Image object location entries:
____

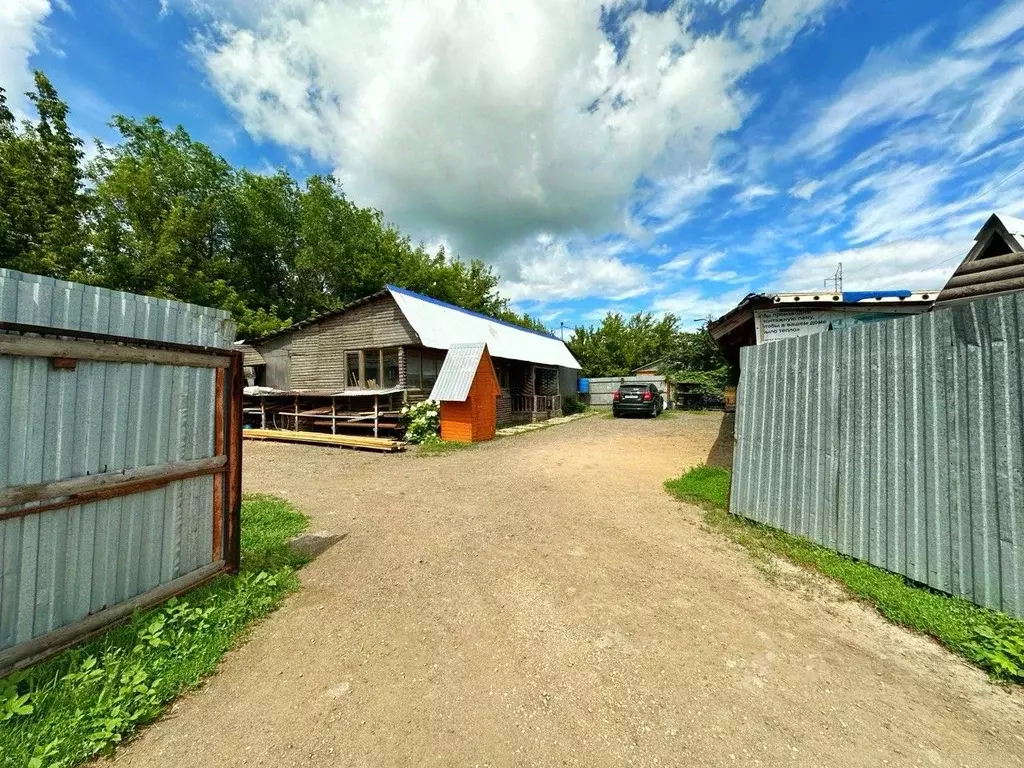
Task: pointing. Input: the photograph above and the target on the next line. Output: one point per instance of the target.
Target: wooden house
(467, 390)
(387, 349)
(993, 265)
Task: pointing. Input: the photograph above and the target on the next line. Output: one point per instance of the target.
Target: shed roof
(456, 377)
(441, 326)
(993, 265)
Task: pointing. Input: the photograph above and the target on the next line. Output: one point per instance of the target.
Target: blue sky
(662, 156)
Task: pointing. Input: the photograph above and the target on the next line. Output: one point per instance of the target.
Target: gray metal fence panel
(898, 442)
(58, 566)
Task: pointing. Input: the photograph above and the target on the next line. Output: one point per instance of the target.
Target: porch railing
(536, 403)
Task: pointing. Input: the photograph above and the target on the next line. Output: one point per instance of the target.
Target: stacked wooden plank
(321, 438)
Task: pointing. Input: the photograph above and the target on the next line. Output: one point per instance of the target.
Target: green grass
(440, 448)
(992, 640)
(91, 697)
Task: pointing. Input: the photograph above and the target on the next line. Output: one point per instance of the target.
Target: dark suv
(636, 398)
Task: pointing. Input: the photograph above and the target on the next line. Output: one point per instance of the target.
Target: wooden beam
(236, 388)
(37, 346)
(988, 275)
(219, 427)
(998, 286)
(322, 438)
(108, 484)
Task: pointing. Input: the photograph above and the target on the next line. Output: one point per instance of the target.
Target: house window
(372, 370)
(352, 378)
(389, 368)
(430, 366)
(413, 369)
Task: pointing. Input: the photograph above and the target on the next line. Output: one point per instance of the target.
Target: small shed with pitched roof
(467, 389)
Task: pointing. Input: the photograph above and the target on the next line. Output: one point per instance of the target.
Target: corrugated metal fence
(601, 389)
(119, 467)
(898, 442)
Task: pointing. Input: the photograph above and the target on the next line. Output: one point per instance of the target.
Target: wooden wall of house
(313, 357)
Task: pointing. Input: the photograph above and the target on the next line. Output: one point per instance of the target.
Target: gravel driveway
(540, 600)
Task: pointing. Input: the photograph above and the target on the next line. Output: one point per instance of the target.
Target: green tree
(43, 202)
(617, 346)
(160, 226)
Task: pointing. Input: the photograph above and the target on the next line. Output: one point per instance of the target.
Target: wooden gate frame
(65, 347)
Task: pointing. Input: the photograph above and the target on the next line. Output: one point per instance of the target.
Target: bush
(93, 696)
(423, 422)
(572, 404)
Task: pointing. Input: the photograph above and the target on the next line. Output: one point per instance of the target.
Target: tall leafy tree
(620, 345)
(43, 202)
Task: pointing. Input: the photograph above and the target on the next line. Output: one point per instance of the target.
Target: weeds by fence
(92, 697)
(992, 640)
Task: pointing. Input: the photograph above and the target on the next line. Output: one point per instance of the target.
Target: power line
(920, 236)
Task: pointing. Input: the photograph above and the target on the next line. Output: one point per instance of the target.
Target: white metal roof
(440, 326)
(457, 374)
(1014, 225)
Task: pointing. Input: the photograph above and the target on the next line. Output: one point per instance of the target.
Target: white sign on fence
(774, 325)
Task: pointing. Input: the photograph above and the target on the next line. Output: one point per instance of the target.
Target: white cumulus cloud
(20, 30)
(491, 122)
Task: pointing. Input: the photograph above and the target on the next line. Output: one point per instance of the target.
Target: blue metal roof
(893, 293)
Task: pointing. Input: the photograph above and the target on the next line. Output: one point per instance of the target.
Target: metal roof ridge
(481, 315)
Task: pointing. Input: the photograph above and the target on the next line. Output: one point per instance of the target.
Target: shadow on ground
(721, 452)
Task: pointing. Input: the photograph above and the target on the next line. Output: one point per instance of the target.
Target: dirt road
(541, 601)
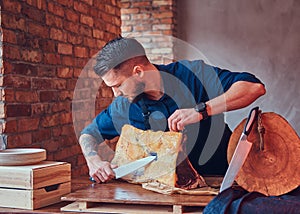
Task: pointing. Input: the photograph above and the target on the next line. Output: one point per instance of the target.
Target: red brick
(20, 140)
(2, 110)
(48, 96)
(71, 15)
(65, 72)
(31, 56)
(11, 6)
(64, 48)
(163, 15)
(85, 30)
(41, 135)
(71, 26)
(51, 58)
(38, 4)
(26, 96)
(51, 120)
(11, 52)
(68, 3)
(42, 83)
(13, 22)
(140, 16)
(86, 20)
(10, 126)
(28, 124)
(81, 52)
(98, 33)
(41, 109)
(33, 13)
(52, 146)
(140, 4)
(74, 39)
(68, 61)
(46, 71)
(9, 36)
(59, 84)
(8, 95)
(81, 7)
(61, 106)
(58, 34)
(18, 110)
(130, 10)
(161, 27)
(90, 42)
(17, 81)
(89, 2)
(55, 9)
(54, 21)
(25, 69)
(47, 46)
(38, 30)
(65, 95)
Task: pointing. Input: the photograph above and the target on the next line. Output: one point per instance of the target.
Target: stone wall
(153, 23)
(45, 45)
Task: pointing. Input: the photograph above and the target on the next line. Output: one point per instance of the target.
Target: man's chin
(135, 99)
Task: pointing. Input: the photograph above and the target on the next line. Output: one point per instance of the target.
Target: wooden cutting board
(21, 156)
(274, 170)
(123, 193)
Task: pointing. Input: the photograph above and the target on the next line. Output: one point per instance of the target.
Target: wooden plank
(35, 176)
(118, 208)
(44, 196)
(32, 199)
(122, 192)
(52, 174)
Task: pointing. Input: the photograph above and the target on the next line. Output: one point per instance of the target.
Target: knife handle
(250, 121)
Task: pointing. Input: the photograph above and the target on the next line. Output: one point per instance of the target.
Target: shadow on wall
(259, 36)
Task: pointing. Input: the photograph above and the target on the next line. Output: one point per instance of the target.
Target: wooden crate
(34, 186)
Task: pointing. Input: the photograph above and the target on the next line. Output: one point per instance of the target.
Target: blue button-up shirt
(185, 84)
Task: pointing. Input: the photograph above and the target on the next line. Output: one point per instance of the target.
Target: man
(185, 96)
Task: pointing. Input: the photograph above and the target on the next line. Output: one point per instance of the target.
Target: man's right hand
(100, 171)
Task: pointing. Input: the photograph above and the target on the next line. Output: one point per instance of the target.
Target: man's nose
(116, 91)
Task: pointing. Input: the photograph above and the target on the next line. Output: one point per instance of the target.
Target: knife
(241, 152)
(133, 166)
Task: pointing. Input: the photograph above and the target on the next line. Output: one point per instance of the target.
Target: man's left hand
(182, 117)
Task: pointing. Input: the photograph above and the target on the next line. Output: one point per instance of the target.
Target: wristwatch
(201, 108)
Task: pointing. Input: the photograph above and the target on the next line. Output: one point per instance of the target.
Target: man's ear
(138, 70)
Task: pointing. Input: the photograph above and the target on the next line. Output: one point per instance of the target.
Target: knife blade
(133, 166)
(241, 152)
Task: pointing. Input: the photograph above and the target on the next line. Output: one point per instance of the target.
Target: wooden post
(177, 209)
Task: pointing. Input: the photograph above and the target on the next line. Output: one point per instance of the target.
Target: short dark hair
(115, 52)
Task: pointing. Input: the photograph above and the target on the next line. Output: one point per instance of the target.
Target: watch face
(200, 107)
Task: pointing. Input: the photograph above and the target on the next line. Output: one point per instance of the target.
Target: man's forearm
(88, 145)
(241, 94)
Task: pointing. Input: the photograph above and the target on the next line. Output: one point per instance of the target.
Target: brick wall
(153, 23)
(44, 47)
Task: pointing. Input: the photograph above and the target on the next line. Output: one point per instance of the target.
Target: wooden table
(121, 197)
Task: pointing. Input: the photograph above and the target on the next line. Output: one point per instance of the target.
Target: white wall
(258, 36)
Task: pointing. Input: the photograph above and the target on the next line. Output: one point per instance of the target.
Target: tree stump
(275, 169)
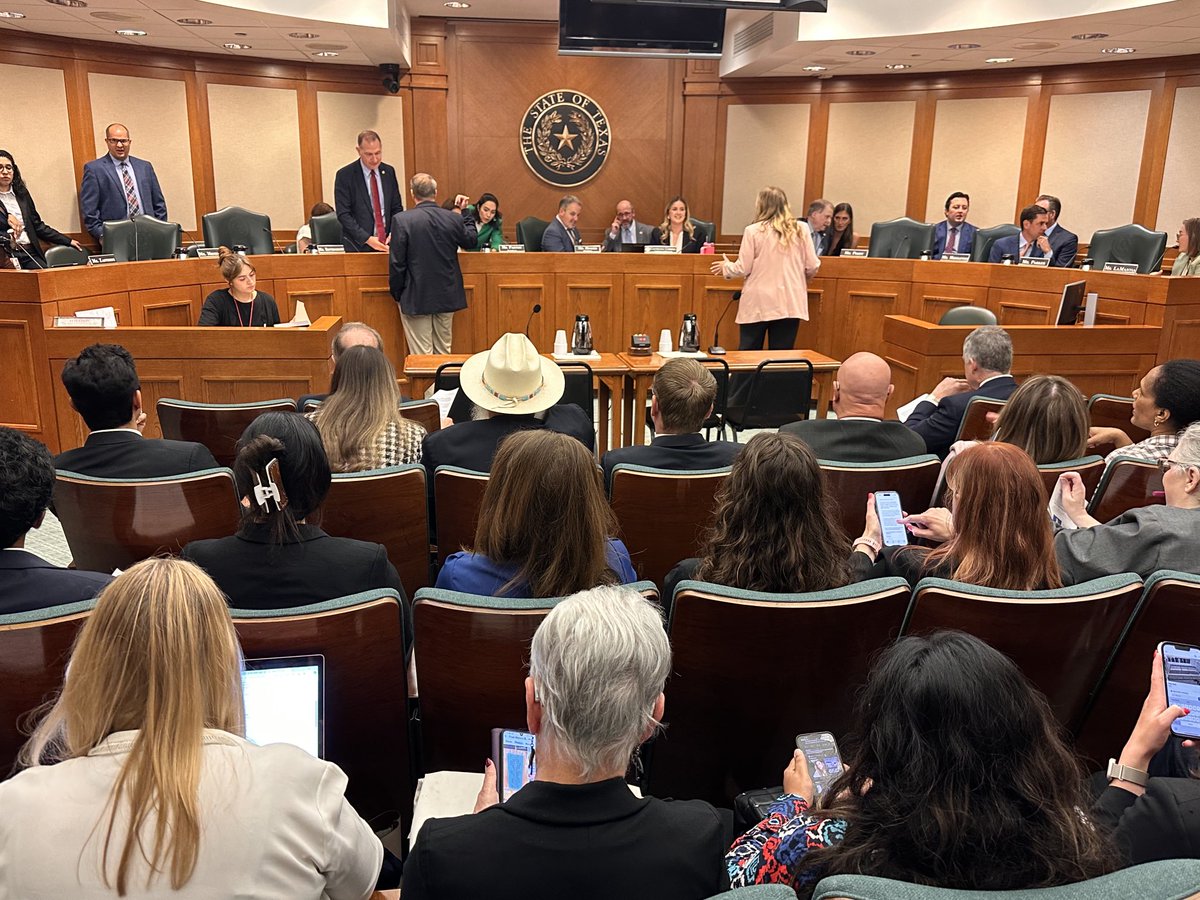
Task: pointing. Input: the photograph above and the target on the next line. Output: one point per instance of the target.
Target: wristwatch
(1127, 773)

____

● **Given problem**
Reproduce every entry word for word, but skip any pictures.

● **Final result**
Task: pointing. Input: the photograph above and the target on the next line. Output: one point per instance of the target.
Target: wooden house
(467, 390)
(387, 349)
(993, 265)
Task: pointing. Input: the photograph above and the target on the next line. Output: one point per instance of the target.
Target: shed roof
(456, 377)
(441, 326)
(993, 265)
Task: pointing. Input: the photograph above and the target on the next line. Output: one point per instance of the target.
Target: blue sky
(662, 156)
Task: pointing. Input: the photograph above and the target on the next line. Output: one point per instance of the target.
Target: gray metal fence panel
(898, 442)
(58, 566)
Task: pointing. Input: the photograph above and the target on the next line. Output: one point per instance of the target.
Target: porch railing
(536, 403)
Task: pointing. Input: the photograph above and the target on the next line. Output: one point per instance of the target.
Target: stacked wooden plank
(321, 438)
Task: pointing. Input: the photograph above and the target on the next line. Output: one point per instance of the target.
Target: green grass
(440, 448)
(992, 640)
(91, 697)
Task: pointing. Input: the photograph above and the target on the next line. Output: one point per instance of the target.
Target: dark suv
(636, 398)
Task: pointing. Input: the photograph above and the target on the next line. Output: one point per instance of the target.
Target: wooden beam
(236, 388)
(37, 346)
(988, 275)
(219, 427)
(998, 286)
(322, 438)
(108, 484)
Task: pointing. Input: the photograph above and the target on the next line. Output: one point per instance of the target.
Target: house window
(372, 370)
(352, 378)
(389, 368)
(430, 366)
(413, 369)
Task: pointing. Input: the photograph above and the target on the next line. Output: one point per instance of the target.
Target: small shed with pitched roof
(467, 389)
Task: pointing. Input: the photograph above and the target on the next line. Output: one point per instance of the target.
Target: corrugated metal fence
(601, 389)
(119, 467)
(898, 442)
Task: pointing. Input: the photograph above and the target on the next line. Output: one point per instance of the target.
Target: wooden wall of house
(313, 357)
Task: pointing. Input: the photograph above and the target on the next line. Output: one point per instance of the target.
Target: gravel driveway
(540, 600)
Task: pointing. Input: the photograph above and the target on the next line. Output: one point per instance of the target.
Target: green tree
(43, 202)
(617, 346)
(160, 226)
Task: pointing. Input: the photograph above and the target on the next line. Output: one point per instance of the target.
Target: wooden gate frame
(65, 347)
Task: pointing. Input: the photograph above and the target on the next line. Output: one point per instance of the target.
Target: bush
(93, 696)
(423, 422)
(572, 404)
Task: pointing. Input: the photograph above and the target on the next line. Output: one point per instance of the target.
Target: tall leafy tree
(620, 345)
(43, 202)
Task: pointing. Input: the photograph above and the target on the next line. Output: one point per instance of the target.
Target: weeds by fence
(92, 697)
(992, 640)
Task: pointing. Input: the photograph above and the target on the next line. Output: one point per instance of the target.
Target: power line
(920, 236)
Task: pointing. Input: the photograph above and the target on the next line. Output: one point per instance of the target.
Target: white metal roof
(440, 326)
(457, 374)
(1014, 225)
Task: pointing. Input: the photograph above and the target on the next line. Output: one point per instance of the target.
Target: white sign on fence
(774, 325)
Task: pointing. Input: the photograph above and the target on the next line. Output: one point per instance of the target.
Target: white cumulus cloud
(20, 30)
(491, 122)
Task: pointing. Input: the photograph above and the target on the next line. Output: one point per instance of the target.
Target: blue metal roof
(893, 293)
Task: pointing. Input: the photograph above and the target on the next line. Output: one point per instance of the target.
Target: metal roof ridge
(481, 315)
Task: pointing. Input: the photograph above and the target on the next line. Output: one point per instance of the target.
Target: shadow on ground
(721, 452)
Task: pointing. Input: the photograph above and the target on the next line. Output: one point per instance of the target.
Target: dirt road
(541, 601)
Task: pointing. Input: the photograph above and the target on the next line. Output: one point per instance of the target.
Target: red brick
(20, 140)
(2, 110)
(48, 96)
(71, 15)
(65, 72)
(31, 56)
(11, 6)
(64, 48)
(163, 15)
(85, 30)
(41, 135)
(71, 26)
(51, 58)
(38, 4)
(26, 96)
(51, 120)
(11, 52)
(68, 3)
(42, 83)
(13, 22)
(140, 16)
(86, 20)
(10, 126)
(28, 124)
(81, 52)
(98, 33)
(41, 109)
(33, 13)
(52, 146)
(140, 4)
(74, 39)
(68, 61)
(46, 71)
(9, 36)
(59, 84)
(8, 95)
(81, 7)
(61, 106)
(58, 34)
(18, 110)
(130, 10)
(161, 27)
(90, 42)
(17, 81)
(89, 2)
(55, 9)
(54, 21)
(25, 69)
(47, 46)
(38, 30)
(65, 95)
Task: pointing. Input: the photograph above and the target on the next line. Output: one point per instance of the target.
Target: stone wall
(153, 23)
(45, 45)
Task: pointing. Input: the photograph above and the target on the next line. Output: one point per instance of the target.
Target: man's chin
(135, 99)
Task: pointing. Input: the photograph above and the target on the next line. Output: one point per instance of the target.
Target: wooden cutting board
(21, 156)
(274, 170)
(123, 193)
Task: pointing. Input: the photograph above and the target on the next line. Output: one point per instance of the target.
Target: wooden plank
(35, 176)
(118, 208)
(44, 196)
(32, 199)
(122, 192)
(52, 174)
Task: pointing. Input: the photograph above and the target on the next line. Output: one point per instance of the target.
Target: knife handle
(250, 121)
Task: pointing. Input: the photograph above and the target on the next line. Output: one point per instance of the target.
Target: shadow on wall
(259, 36)
Task: pointing. Input: the photograph above and the target on the next line. Output: one point per instance of the target.
Target: wooden crate
(34, 186)
Task: pointing. Input: the photograph above and the target on the next line. Output: one point per instance of the target.
Target: blue button-up shirt
(185, 84)
Task: pointing. Input: the photograph above and the target on the next line. Output: one point per instance of the target.
Target: man
(185, 96)
Task: pointing. Input: the photograph above and the target on the next line. Output: one point per instance of the target.
Target: man's right hand
(100, 171)
Task: pointing. Input: the photograph above and the target on the next line. Output: one point per instance of the target.
Target: man's nose
(116, 91)
Task: pointing. Input: the photograph above and the target on the next line. Output: one point per instance of the target.
Target: knife
(241, 152)
(133, 166)
Task: pointing. Input: the photograph above and the target on the next line. Output: one point per instance of the target.
Target: man's left hand
(182, 117)
Task: pointing. Input: the photograph above and the target on the next line. Output: one point per instance of the target.
Target: wristwatch
(201, 108)
Task: pointing. Input: the photograph above and the target on the next line. Output: one point per instance of the target.
Target: man's ear
(138, 70)
Task: pointing. Input: the photograph above and the target on the next line. Output: one point per instance of the target.
Target: knife blade
(133, 166)
(241, 152)
Task: pointing. Input: the photograph above and the target on the next line. Output: one point per instance of the target.
Target: wooden post
(177, 209)
Task: pointing. Input: the photograph above and the target on the next line. Output: one point per instance of the target.
Target: short dark hair
(115, 52)
Task: pointing. Input: the photograph above and the target on the next line. Output: one point per instance of the target.
Target: watch face
(200, 107)
Task: pointing. Input: the photograph above and the target on the next line. Output: one point per instance of the target.
Target: man's forearm
(88, 145)
(241, 94)
Task: pointing. Input: the photograph above and the target on the next line. Output: one point per instance of the target.
Target: brick wall
(153, 23)
(44, 47)
Task: pointing. Input: the photograph above and the target on the next line. Output: one point per instance of the target.
Target: wooden table
(121, 197)
Task: pointing. Input: the photograph above and the target on the next line. Output: one point per instance of the target.
Target: white wall
(258, 36)
Task: pointing. Input: the photograph above and the target on the next line. Output: one point per instance of the target.
Target: tree stump
(275, 169)
Task: pointing. Input: the photograph above and the target on the next line. Output: one point per instance of the target.
Target: wristwatch
(1127, 773)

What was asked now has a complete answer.